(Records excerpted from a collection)

____________

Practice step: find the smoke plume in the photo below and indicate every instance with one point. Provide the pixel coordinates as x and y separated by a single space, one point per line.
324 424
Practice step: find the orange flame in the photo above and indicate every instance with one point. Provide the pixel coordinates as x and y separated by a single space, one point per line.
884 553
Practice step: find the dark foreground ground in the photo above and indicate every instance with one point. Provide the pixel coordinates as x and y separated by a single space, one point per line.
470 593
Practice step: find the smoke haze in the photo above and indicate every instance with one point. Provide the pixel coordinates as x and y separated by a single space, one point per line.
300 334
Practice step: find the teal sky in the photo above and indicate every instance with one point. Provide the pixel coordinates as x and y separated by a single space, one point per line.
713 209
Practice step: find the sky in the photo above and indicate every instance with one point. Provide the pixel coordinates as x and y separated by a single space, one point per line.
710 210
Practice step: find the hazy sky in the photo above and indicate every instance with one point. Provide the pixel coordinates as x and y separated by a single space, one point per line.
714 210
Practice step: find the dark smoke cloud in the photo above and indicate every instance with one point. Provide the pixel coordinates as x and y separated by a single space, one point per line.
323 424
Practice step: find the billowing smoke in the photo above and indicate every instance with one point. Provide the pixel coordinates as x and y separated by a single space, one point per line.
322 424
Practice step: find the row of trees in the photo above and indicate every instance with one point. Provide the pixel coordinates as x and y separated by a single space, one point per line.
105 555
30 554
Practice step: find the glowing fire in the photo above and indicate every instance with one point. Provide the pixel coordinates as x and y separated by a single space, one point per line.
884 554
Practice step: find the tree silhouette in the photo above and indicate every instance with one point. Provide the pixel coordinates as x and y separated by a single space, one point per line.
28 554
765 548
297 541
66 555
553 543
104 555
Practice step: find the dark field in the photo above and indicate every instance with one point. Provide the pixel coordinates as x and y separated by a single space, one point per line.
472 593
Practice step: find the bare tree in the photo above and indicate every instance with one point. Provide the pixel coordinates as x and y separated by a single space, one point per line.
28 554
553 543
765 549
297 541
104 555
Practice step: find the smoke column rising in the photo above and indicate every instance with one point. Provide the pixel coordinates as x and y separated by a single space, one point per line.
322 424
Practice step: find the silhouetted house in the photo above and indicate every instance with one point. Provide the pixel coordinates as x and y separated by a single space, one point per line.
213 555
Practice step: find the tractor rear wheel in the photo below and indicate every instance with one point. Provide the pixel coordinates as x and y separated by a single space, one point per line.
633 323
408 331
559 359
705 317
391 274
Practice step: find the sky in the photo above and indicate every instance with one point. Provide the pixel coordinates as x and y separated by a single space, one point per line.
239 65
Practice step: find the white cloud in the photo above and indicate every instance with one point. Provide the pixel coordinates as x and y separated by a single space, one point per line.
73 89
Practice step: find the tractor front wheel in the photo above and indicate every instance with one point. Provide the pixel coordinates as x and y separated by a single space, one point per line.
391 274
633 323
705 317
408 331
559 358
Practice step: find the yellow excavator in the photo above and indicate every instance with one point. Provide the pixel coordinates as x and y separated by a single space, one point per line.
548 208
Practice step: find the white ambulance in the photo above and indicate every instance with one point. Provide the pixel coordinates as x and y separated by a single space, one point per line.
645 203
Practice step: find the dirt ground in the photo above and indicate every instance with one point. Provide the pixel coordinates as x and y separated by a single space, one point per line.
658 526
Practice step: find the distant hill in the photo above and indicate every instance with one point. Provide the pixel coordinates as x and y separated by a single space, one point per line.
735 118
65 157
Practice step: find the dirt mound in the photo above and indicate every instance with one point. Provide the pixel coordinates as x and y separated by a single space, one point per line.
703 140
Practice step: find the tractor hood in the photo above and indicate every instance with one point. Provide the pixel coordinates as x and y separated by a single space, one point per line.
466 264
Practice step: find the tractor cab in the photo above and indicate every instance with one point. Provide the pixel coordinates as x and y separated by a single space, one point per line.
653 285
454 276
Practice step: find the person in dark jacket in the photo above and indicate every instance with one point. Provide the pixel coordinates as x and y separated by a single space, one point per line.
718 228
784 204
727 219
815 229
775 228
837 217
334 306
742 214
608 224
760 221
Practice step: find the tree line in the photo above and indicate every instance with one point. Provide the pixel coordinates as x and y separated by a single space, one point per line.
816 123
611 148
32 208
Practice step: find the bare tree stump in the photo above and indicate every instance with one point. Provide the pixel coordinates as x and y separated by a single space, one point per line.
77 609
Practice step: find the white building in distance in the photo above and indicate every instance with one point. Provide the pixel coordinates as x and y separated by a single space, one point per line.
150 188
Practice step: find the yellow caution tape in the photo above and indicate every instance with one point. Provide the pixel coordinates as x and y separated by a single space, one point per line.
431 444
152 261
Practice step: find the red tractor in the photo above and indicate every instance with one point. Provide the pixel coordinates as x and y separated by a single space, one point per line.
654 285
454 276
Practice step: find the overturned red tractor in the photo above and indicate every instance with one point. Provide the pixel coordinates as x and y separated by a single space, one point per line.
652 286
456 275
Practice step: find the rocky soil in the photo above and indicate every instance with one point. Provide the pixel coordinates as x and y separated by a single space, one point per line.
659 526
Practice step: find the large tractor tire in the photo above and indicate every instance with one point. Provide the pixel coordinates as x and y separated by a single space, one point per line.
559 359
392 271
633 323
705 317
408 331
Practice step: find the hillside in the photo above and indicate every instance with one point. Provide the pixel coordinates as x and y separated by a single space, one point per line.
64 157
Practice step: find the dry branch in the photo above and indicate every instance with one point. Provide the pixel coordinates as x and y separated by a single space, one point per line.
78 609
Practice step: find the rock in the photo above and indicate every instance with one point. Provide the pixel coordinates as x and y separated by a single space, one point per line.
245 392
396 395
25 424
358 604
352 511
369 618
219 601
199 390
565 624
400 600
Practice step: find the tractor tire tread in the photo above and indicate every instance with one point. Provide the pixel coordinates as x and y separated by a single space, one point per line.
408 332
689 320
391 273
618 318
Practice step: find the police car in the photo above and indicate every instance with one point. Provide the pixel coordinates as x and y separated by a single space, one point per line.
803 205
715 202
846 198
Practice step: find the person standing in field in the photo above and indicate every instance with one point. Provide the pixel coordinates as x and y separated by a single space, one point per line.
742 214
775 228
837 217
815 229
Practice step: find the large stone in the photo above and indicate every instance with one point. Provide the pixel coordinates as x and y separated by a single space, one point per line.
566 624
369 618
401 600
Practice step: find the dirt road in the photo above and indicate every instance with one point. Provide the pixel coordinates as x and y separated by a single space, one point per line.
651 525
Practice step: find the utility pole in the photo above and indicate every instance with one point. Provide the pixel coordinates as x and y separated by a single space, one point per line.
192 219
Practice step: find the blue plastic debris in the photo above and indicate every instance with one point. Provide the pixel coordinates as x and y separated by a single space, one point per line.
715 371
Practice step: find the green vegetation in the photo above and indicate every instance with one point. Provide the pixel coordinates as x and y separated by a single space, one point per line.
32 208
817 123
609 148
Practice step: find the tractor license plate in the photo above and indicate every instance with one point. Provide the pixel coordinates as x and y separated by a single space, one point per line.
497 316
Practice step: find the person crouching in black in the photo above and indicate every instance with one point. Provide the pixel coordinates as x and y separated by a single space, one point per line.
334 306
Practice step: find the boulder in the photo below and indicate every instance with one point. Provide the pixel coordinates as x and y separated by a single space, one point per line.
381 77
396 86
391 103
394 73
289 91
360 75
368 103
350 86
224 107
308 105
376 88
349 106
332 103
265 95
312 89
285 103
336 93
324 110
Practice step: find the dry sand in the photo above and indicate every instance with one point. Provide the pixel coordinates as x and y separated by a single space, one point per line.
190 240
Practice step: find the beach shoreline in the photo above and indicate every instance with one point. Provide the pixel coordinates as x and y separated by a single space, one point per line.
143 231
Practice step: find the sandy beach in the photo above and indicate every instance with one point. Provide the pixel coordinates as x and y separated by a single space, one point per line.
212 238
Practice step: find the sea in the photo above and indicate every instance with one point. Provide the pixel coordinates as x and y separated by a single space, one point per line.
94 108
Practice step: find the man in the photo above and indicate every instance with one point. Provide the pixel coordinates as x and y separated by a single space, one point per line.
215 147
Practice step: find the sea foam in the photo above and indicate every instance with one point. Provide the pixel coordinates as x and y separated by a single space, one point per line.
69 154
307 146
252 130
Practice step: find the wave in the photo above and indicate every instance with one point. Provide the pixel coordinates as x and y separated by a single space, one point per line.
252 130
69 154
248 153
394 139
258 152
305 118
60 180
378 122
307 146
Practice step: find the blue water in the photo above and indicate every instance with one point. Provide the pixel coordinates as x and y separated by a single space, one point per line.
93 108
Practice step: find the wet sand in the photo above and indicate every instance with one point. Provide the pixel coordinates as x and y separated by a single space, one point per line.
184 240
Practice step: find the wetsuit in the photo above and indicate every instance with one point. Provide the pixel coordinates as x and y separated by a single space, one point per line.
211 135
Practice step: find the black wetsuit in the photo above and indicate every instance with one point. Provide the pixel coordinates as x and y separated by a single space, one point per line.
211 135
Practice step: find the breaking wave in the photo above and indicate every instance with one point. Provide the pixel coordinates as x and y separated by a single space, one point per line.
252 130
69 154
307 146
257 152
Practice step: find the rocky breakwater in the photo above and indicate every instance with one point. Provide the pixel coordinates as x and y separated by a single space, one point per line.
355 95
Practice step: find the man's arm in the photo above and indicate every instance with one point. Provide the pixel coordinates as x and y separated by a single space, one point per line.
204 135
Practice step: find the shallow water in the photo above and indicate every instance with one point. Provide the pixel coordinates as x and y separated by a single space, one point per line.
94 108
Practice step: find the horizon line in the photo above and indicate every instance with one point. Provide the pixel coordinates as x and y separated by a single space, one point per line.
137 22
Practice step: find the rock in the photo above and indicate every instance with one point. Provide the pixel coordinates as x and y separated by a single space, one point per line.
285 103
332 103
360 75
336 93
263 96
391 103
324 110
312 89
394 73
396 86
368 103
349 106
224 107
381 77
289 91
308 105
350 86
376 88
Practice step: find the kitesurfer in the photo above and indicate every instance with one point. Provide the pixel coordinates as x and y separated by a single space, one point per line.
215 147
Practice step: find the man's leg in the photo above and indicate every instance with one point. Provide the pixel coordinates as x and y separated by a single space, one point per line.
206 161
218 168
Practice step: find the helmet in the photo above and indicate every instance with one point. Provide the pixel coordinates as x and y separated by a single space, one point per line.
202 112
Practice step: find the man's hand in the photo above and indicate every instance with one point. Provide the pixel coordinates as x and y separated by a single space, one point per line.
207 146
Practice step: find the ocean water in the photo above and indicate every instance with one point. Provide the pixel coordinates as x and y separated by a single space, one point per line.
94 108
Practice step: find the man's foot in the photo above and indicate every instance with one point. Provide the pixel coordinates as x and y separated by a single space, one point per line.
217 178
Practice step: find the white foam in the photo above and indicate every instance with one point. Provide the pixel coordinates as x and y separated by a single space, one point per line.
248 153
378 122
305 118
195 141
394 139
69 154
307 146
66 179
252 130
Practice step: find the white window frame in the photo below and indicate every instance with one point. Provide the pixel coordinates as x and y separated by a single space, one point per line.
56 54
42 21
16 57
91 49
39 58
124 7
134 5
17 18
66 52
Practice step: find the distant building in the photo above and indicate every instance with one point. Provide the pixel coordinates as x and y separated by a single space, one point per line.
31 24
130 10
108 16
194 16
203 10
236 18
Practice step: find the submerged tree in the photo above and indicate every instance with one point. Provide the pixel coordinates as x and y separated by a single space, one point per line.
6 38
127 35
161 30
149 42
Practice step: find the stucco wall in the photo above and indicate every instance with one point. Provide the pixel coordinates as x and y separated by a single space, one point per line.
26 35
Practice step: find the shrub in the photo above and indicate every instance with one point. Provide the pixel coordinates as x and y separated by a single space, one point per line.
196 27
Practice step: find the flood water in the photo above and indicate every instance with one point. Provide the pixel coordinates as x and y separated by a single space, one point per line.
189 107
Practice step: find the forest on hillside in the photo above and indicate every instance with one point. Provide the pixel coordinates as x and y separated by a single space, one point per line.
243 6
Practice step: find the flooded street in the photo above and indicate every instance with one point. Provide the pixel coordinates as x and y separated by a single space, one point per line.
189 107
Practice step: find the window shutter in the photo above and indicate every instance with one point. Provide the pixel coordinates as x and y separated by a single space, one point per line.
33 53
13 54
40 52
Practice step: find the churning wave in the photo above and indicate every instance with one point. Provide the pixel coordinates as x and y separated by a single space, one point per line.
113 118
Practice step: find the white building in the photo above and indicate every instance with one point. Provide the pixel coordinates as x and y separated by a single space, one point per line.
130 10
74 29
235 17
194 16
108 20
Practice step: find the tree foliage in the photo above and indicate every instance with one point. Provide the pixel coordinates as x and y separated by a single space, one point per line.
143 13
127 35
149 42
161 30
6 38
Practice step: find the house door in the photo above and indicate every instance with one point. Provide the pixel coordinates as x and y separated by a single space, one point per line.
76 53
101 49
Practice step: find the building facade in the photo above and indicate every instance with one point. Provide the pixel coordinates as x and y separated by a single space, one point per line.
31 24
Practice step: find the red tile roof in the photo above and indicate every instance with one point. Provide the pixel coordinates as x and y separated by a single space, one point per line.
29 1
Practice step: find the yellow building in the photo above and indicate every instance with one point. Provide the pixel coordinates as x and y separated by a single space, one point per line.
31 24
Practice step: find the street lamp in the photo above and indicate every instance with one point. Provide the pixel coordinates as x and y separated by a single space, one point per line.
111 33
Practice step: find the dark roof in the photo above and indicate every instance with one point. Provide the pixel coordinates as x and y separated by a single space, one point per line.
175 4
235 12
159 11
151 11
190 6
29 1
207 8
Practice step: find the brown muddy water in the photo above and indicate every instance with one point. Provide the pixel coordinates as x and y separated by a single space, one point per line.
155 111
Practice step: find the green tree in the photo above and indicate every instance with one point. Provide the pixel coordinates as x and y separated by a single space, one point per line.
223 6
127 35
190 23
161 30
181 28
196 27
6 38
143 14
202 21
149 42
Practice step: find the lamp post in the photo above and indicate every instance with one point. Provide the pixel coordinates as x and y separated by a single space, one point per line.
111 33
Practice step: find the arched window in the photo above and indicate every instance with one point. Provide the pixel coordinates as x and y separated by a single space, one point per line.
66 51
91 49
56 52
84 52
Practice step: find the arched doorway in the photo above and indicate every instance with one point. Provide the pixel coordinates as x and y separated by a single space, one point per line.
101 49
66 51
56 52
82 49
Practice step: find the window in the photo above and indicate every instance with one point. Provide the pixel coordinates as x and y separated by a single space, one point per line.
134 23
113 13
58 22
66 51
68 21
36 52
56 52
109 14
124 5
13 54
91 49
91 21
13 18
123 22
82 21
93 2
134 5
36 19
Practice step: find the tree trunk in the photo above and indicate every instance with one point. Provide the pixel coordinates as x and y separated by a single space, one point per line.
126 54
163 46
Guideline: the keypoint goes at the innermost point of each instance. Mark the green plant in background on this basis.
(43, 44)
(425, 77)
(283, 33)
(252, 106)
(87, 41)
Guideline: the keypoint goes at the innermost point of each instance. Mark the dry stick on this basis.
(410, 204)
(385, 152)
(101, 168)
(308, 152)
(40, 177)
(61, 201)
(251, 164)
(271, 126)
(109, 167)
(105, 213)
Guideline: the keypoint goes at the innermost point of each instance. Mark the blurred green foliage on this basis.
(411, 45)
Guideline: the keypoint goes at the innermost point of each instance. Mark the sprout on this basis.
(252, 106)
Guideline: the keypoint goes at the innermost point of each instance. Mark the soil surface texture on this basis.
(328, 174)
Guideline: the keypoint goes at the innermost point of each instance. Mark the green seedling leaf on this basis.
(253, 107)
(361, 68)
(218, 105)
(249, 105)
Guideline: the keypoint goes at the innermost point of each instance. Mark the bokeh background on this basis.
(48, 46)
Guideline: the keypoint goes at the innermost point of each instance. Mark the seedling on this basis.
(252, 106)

____________

What is needed is an exact copy of the lines from the one containing "Practice step: find the lamp" through the final line of the data, both included, and nothing more.

[REPLY]
Practice step: find the lamp post in the photo above and indicate every instance with one point. Provide the pixel coordinates as x and y separated by a single space, one point per line.
111 33
Practice step: find the arched window in the photo above and indicate every instance with one point. Provide the pixel coordinates as x and y separated by a single space, one point per line.
66 51
91 49
56 52
84 52
Practice step: find the arched doorway in the photo above and indicate every instance with one point. Provide the pixel coordinates as x and y separated by a single space, one point per line.
101 49
66 51
56 52
82 49
Practice step: find the window in the photo above and indicate every instance with one point. Provide the pixel coordinates as x and y separated by a single space, one point per line.
134 23
113 13
58 22
66 51
68 21
36 52
56 52
109 14
124 5
13 54
91 49
91 21
13 18
123 22
82 21
93 2
134 5
36 19
Practice step: find the tree trunk in the photo above and indicate every instance with one point. Provide the pixel coordinates as x and y separated by a single space, one point per line.
126 54
163 46
Guideline: the keypoint goes at the innermost point of each instance. Mark the green plant in background on this basis.
(43, 44)
(425, 77)
(283, 33)
(252, 106)
(87, 41)
Guideline: the keypoint goes at the innermost point of each instance. Mark the dry stick on this basis.
(410, 204)
(385, 152)
(101, 168)
(308, 152)
(40, 177)
(61, 201)
(251, 164)
(271, 126)
(109, 167)
(105, 213)
Guideline: the keypoint goes at the innermost point of each instance. Mark the blurred green foliage on this basis.
(411, 45)
Guideline: the keypoint goes at the innermost point of each instance. Mark the sprout on this basis.
(252, 106)
Guideline: the keypoint goes at the innermost point of each instance. Mark the soil surface texture on this basis.
(328, 174)
Guideline: the keypoint goes at the innermost point of each instance. Mark the green seedling leaf on this basis.
(253, 107)
(361, 68)
(218, 105)
(249, 105)
Guideline: the keypoint goes at the innermost point of each instance. Mark the bokeh background on this basis.
(48, 46)
Guideline: the keypoint goes at the innermost point of each instance. Mark the seedling on this basis.
(252, 106)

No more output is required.